━━━━━ Extracted information

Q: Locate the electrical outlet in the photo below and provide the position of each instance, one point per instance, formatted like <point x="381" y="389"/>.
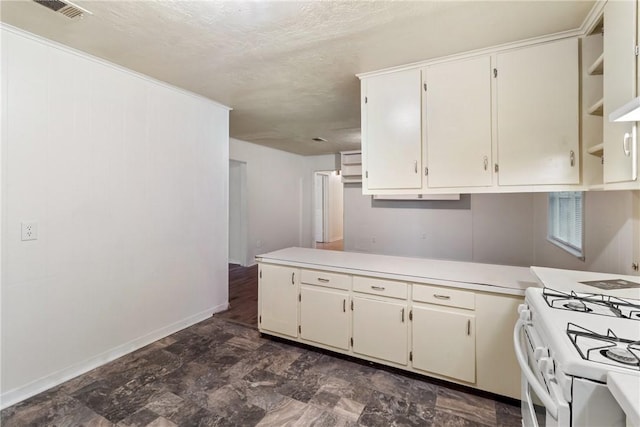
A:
<point x="29" y="230"/>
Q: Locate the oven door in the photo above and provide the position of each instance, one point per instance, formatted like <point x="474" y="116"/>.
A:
<point x="543" y="404"/>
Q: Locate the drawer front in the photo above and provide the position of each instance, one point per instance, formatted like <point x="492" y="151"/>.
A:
<point x="387" y="288"/>
<point x="444" y="296"/>
<point x="323" y="278"/>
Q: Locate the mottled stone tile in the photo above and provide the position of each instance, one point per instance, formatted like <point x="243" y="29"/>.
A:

━━━━━━━━━━

▶ _Try it_
In your copy, every entry above must match word for word, and no picture may appear.

▶ _Response_
Q: Locate the electrical outlet in the photo below and provide the position of each instance, one point per instance, formatted like <point x="381" y="389"/>.
A:
<point x="29" y="230"/>
Q: Locate the oven door in the photo above and provide the position of each instance, one point per instance, formatted like <point x="474" y="116"/>.
A:
<point x="543" y="404"/>
Q: Locate the drawer front in the photo above and provide the position of each instance, one point per instance, formatted like <point x="492" y="151"/>.
A:
<point x="387" y="288"/>
<point x="444" y="296"/>
<point x="323" y="278"/>
Q: Locate the mottled stone tile in the photo above and provide the position of each instance, one point per instance, formatted like <point x="243" y="29"/>.
A:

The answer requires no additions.